● **KUTIPAN YANG DIBERIKAN**:
□ □ □ □ □ □ □

Kamis, 21 Januari 2016

Maaf, Dok, Saya Tak Butuh Obat...!



Artikel ini tak ada kaitannya dengan malpraktik dokter. Hanya sebuah sisi lain pelayan masyarakat yang seringkali digebyah uyah dengan cap korup, pemalas, dan hal-hal buruk lainnya. Padahal di dunia ini segala sesuatu selalu ada ada pasangannya. Ada jelek, ada baik. Ada korup, ada jujur. Dst. Peran serta media yang lebih suka menggembar-gemborkan kebobrokan moral (oknum) PNS yang korup dengan bumbu-bumbu bombastis menjadi seolah semua PNS itu memang korup dan bermental rusak.
Sekedar sharing. Jam kerja resmi di tempat saya bekerja adalah pukul 07.30-17.00 yang harus dibuktikan dengan absensi finger print. Keterlambatan (TL) atau pulang lebih cepat (PSW) berarti pemotongan gaji sebesar 2,5%. Jika datang lebih cepat atau pulang melebihi jam kerja ya anggap saja sedekah. Buat saya yang rumahnya berjarak lebih dari 50 km dengan waktu tempuh kurang lebih 4 jam pp setiap hari, lumayan melelahkan. Belum lagi ditambah kesibukan di rumah bersama keluarga. Maka ada masanya tubuh saya akan protes. Jika sudah begitu, saya akan dihadapkan pada dilema:
Tetap masuk tambah sakit   atau   tidak masuk, gaji dipotong   atau   terpaksa ambil cuti tahunan yang sudah tinggal sedikit karena terpaksa dipotong cuti bersama dengan konsekuensi jika saya memerlukannya untuk keperluan lain terpaksa harus nyengir karena sudah habis jatah cutinya.
Semua pilihan tak ada yang mengenakkan. Karena saya tetap harus memilih, pilihan kedua adalah yang paling rasional. Masalah selanjutnya adalah, saya pilih dipotong 2,5% sehari atau 5% sehari? Tentu saja saya akan memilih potongan yang lebih sedikit dengan catatan saya harus bisa menunjukkan surat keterangan sakit dari dokter. Padahal, kadang ketika kita sakit tak perlu harus selalu minum obat, hanya perlu beristirahat yang cukup ditambah minum vitamin. (Bener begitu nggak, teman-teman dokter...?  J)

□ □ □ □ □ □ □

● **TUJUAN 1**: Kembalikan bagian kutipan tentang PNS yang jatuh sakit, mulai dari "Semua pilihan tak" sampai dengan "teman-teman dokter...?  J)", tanpa mengubah satu huruf pun.

□ □ □ □ □ □ □

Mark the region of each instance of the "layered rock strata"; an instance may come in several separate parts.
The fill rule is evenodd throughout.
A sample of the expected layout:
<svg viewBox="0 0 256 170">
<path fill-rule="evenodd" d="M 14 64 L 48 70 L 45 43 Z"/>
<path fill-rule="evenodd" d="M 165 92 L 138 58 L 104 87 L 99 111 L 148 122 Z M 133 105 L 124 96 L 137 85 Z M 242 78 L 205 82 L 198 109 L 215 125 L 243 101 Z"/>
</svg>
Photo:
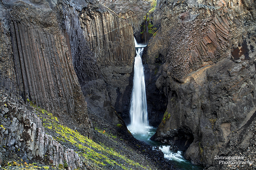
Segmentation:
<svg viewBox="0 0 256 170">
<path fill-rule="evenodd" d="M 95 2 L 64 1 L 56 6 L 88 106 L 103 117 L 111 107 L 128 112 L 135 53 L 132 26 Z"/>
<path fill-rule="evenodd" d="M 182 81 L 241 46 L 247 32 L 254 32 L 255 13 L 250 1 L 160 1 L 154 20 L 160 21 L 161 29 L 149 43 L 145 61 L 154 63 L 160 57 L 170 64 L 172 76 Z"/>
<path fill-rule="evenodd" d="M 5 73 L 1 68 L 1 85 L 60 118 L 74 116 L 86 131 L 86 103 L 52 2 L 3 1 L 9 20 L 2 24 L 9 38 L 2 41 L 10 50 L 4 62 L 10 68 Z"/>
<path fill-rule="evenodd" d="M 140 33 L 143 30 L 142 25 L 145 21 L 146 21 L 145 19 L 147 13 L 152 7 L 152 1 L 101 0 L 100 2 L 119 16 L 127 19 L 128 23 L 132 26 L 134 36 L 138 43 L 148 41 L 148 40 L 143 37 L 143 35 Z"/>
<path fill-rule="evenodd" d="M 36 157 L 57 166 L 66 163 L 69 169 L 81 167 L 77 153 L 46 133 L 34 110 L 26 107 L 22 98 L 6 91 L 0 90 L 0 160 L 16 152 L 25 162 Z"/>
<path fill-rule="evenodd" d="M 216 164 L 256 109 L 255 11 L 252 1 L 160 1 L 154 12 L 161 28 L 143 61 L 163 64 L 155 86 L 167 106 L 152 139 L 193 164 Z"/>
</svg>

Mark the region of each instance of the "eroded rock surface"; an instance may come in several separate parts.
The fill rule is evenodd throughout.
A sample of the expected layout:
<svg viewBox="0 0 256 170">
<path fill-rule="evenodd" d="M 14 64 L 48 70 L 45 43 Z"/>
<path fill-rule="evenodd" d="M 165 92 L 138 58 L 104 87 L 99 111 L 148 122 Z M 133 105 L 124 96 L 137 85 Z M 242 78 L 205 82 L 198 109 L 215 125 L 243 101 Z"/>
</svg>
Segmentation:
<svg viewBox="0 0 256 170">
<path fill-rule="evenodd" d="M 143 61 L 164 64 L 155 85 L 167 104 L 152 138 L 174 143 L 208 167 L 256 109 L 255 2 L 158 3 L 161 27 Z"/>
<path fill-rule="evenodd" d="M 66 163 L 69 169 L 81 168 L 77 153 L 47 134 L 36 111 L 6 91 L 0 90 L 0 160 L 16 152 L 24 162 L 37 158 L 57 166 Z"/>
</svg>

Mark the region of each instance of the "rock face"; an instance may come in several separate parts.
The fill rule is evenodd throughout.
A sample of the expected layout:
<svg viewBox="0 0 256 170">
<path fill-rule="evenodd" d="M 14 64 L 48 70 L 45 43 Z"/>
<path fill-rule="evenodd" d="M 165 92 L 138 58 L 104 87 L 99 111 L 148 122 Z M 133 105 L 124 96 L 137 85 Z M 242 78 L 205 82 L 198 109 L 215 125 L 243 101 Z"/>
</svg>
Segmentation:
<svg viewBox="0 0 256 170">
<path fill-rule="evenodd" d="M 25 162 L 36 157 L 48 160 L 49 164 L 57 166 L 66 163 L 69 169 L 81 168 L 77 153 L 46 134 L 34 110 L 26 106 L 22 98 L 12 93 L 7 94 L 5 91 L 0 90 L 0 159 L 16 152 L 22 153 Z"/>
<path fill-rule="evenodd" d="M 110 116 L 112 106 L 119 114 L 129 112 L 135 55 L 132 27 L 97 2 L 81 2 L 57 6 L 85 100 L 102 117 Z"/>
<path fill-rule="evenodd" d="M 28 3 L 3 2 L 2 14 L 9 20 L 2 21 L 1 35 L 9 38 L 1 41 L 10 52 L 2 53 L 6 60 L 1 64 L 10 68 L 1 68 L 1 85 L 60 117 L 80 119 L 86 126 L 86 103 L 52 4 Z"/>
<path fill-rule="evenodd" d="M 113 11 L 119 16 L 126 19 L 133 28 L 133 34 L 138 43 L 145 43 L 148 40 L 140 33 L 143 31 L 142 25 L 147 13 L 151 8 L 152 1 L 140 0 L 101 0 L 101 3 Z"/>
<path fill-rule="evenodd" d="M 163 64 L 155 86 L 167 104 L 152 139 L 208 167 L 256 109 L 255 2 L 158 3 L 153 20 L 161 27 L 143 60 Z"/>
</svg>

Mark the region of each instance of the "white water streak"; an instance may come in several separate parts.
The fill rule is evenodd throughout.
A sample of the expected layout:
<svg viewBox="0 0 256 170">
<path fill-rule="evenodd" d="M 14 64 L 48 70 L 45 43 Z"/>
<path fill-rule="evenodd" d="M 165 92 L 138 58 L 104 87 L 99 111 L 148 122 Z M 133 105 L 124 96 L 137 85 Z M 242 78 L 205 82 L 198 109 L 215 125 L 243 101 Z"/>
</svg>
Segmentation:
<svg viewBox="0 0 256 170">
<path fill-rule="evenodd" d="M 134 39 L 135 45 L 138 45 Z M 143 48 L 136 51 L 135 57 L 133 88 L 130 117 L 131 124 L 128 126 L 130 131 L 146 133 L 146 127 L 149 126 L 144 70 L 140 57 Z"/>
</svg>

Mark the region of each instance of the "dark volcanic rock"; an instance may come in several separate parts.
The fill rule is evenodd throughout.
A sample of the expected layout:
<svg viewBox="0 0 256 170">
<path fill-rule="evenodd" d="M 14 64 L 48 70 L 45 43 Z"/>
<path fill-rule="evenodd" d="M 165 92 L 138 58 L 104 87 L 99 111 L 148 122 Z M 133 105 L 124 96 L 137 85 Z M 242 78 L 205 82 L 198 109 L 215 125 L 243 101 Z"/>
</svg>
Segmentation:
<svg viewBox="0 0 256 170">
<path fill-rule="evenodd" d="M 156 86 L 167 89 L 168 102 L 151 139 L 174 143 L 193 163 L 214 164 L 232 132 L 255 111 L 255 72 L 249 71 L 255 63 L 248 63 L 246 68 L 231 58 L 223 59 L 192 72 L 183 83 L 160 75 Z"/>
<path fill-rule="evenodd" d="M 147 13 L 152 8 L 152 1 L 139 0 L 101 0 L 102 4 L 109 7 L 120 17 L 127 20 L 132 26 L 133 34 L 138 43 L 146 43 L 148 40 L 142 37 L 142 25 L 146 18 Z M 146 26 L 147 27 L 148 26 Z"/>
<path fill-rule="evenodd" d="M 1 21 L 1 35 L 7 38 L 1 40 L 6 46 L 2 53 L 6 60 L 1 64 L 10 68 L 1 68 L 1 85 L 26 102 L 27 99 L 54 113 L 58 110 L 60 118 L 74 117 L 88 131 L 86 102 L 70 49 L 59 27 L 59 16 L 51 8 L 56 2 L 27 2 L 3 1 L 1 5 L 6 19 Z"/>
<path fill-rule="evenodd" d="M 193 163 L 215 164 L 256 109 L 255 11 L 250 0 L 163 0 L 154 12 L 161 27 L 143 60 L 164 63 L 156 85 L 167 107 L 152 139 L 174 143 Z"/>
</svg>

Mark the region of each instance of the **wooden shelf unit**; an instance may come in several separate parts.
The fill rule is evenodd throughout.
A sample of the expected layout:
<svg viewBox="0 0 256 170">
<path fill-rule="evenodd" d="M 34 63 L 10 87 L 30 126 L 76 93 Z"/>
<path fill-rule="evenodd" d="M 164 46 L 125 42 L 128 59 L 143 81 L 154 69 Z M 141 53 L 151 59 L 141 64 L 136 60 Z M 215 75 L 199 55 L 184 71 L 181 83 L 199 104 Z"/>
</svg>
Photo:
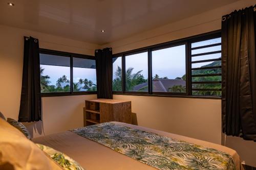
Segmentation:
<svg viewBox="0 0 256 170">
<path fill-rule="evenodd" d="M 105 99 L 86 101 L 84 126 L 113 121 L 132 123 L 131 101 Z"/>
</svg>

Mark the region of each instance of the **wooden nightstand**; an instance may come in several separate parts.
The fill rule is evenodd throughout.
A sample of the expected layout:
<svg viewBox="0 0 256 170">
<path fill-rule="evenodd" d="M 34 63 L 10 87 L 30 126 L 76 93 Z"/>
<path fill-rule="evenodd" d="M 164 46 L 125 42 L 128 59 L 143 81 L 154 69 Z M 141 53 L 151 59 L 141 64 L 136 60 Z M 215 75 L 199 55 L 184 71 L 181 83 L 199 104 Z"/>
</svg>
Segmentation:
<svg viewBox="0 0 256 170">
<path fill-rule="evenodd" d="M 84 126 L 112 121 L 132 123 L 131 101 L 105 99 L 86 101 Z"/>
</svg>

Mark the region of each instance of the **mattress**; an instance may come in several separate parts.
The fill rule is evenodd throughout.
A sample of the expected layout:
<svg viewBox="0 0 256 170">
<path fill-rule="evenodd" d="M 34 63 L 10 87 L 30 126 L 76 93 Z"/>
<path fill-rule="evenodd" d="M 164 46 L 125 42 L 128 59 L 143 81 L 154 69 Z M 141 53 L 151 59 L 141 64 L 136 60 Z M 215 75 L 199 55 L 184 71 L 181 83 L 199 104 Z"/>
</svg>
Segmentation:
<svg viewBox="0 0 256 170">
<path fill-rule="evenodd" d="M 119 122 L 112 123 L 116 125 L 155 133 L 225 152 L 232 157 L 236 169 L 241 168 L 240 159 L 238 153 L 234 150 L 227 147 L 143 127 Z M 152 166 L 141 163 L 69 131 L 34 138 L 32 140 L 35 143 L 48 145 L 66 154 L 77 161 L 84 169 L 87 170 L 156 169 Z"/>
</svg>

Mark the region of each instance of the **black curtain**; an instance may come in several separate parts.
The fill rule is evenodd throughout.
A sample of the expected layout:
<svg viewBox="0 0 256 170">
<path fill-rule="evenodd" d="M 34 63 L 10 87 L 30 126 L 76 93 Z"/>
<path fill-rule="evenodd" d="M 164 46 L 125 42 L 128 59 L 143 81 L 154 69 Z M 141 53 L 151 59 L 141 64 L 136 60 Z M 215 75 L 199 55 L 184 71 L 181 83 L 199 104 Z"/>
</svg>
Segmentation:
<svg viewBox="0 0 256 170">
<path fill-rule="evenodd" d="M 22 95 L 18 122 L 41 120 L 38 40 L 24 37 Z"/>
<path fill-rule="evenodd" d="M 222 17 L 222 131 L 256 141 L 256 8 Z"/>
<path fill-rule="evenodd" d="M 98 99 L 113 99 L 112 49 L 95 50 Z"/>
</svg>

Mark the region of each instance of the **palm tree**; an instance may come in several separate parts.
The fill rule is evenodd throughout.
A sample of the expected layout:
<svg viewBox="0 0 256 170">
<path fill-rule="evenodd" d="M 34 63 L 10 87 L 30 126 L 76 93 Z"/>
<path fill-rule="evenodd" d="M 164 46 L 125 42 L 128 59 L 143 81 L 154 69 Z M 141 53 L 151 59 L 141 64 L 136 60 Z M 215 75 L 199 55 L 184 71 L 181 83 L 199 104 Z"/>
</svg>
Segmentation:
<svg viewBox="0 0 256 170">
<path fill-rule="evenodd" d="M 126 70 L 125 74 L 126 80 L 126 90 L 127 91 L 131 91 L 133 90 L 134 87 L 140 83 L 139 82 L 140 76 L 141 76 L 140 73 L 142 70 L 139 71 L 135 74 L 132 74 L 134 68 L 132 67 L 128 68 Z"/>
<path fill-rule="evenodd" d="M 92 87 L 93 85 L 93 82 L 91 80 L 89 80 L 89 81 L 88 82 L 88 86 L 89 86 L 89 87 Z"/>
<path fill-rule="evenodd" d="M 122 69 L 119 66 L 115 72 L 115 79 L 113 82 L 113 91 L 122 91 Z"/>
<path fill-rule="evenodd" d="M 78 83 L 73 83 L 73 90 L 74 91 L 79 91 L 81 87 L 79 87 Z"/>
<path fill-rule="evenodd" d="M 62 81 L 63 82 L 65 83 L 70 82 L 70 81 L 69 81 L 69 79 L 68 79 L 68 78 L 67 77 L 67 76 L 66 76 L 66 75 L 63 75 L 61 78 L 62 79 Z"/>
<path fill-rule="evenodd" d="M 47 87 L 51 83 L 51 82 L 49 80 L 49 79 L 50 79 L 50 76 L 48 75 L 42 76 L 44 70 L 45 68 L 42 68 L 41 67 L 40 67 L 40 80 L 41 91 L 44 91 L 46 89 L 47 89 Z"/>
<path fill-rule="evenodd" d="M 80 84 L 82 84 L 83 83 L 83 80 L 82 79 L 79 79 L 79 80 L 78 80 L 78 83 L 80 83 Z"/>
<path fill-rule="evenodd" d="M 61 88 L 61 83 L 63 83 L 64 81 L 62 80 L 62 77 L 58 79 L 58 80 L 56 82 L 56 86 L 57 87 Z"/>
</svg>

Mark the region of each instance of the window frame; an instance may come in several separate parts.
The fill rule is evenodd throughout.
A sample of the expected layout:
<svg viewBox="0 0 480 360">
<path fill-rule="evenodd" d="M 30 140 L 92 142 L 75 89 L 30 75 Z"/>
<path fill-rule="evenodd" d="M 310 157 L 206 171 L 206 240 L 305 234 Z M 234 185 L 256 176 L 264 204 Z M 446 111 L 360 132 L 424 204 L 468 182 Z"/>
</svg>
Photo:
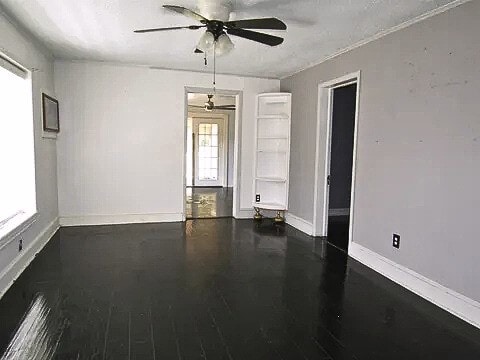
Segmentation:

□ □ □ □ □ □ □

● **TUJUAN 2**: Pilih semua baris dalam entri yang memuat kata "region", lalu salin baris-baris itu apa adanya.

● **JAWABAN LENGKAP 1**:
Semua pilihan tak ada yang mengenakkan. Karena saya tetap harus memilih, pilihan kedua adalah yang paling rasional. Masalah selanjutnya adalah, saya pilih dipotong 2,5% sehari atau 5% sehari? Tentu saja saya akan memilih potongan yang lebih sedikit dengan catatan saya harus bisa menunjukkan surat keterangan sakit dari dokter. Padahal, kadang ketika kita sakit tak perlu harus selalu minum obat, hanya perlu beristirahat yang cukup ditambah minum vitamin. (Bener begitu nggak, teman-teman dokter...?  J)

● **JAWABAN LENGKAP 2**:
Mark the region of each instance of the "layered rock strata"; an instance may come in several separate parts.
Mark the region of each instance of the "eroded rock surface"; an instance may come in several separate parts.
Mark the region of each instance of the "rock face"; an instance may come in several separate parts.
Mark the region of each instance of the "white water streak"; an instance may come in several separate parts.
Mark the region of each instance of the "dark volcanic rock"; an instance may come in several separate parts.
Mark the region of each instance of the **wooden shelf unit**; an instance may come in several separate parts.
Mark the region of each instance of the **wooden nightstand**; an instance may come in several separate parts.
Mark the region of each instance of the **mattress**; an instance may come in several separate parts.
Mark the region of each instance of the **black curtain**; an instance may come in several separate parts.
Mark the region of each instance of the **palm tree**; an instance may come in several separate parts.
Mark the region of each instance of the window frame; an instance may come in several separate parts.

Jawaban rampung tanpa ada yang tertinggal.